Entretien avec Youssef Zeboudji, Ambassadeur IA (plan “Osez l’IA”) et Lead Usages & Acculturation IA chez Inside
Pour un dirigeant, l’ambassadeur IA n’est pas un vendeur de promesses : c’est un facilitateur bénévole, mandaté par l’État pour un an afin de sensibiliser, orienter vers les bons dispositifs et mettre en confiance les organisations qui souhaitent adopter l’IA sans se perdre dans le bruit ambiant. Youssef Zeboudji détaille une posture objective et désintéressée, l’accès au réseau des ambassadeurs et l’articulation avec les référents IA internes des organisations pour passer des questions aux premiers usages utiles. Nous croisons aussi cette expérience avec la démarche d’Inside pour rendre l’IA pragmatique pour les métiers.
Quel est votre mandat précis d’ambassadeur IA et en quoi ce rôle peut accélérer la création de valeur pour une PME/ETI ou une collectivité ?

______________________________

### Consigne A
D'après l'entretien, dans quels buts l'ambassadeur IA est-il mandaté par l'État pour un an ? Citez-les tous.
### Consigne B
Recopiez à l'identique tout le passage de l'entretien qui va de « Entretien avec Youssef » jusqu'à « pour les métiers. ».

Données d'étiquetage de lieux
______________________________

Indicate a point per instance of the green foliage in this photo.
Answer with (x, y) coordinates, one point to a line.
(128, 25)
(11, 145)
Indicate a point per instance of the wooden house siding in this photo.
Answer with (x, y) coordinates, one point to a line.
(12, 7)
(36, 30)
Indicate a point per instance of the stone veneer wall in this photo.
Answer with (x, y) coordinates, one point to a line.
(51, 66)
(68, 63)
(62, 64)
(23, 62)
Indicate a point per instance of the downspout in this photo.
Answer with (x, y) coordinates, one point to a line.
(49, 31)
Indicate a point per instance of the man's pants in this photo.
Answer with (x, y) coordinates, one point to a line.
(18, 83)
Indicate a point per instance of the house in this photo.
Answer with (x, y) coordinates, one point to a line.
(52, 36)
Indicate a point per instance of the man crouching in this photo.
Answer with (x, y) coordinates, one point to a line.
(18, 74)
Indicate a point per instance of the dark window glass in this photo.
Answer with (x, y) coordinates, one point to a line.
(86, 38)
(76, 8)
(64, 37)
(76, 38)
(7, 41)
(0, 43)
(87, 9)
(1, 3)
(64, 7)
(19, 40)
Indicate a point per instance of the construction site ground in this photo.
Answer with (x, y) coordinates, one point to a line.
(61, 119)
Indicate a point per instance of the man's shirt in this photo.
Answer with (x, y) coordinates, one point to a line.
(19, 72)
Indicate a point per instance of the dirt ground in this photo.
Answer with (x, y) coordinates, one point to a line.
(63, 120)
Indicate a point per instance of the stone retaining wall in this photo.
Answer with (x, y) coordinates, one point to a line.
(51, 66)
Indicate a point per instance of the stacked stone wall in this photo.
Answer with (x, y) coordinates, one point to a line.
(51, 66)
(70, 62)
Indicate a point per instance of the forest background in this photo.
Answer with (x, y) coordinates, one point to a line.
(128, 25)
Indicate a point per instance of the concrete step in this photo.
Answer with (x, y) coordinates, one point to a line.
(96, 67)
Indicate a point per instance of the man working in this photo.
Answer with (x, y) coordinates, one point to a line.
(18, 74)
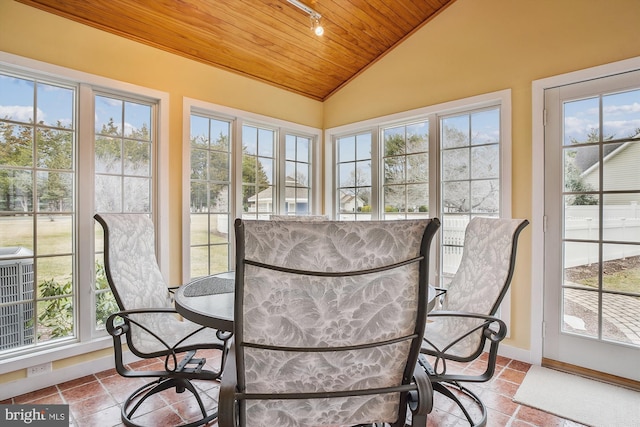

______________________________

### Réponse rédigée A
- Sensibiliser
- Orienter vers les bons dispositifs
- Mettre en confiance les organisations qui souhaitent adopter l'IA sans se perdre dans le bruit ambiant

### Réponse rédigée B
Entretien avec Youssef Zeboudji, Ambassadeur IA (plan “Osez l’IA”) et Lead Usages & Acculturation IA chez Inside
Pour un dirigeant, l’ambassadeur IA n’est pas un vendeur de promesses : c’est un facilitateur bénévole, mandaté par l’État pour un an afin de sensibiliser, orienter vers les bons dispositifs et mettre en confiance les organisations qui souhaitent adopter l’IA sans se perdre dans le bruit ambiant. Youssef Zeboudji détaille une posture objective et désintéressée, l’accès au réseau des ambassadeurs et l’articulation avec les référents IA internes des organisations pour passer des questions aux premiers usages utiles. Nous croisons aussi cette expérience avec la démarche d’Inside pour rendre l’IA pragmatique pour les métiers.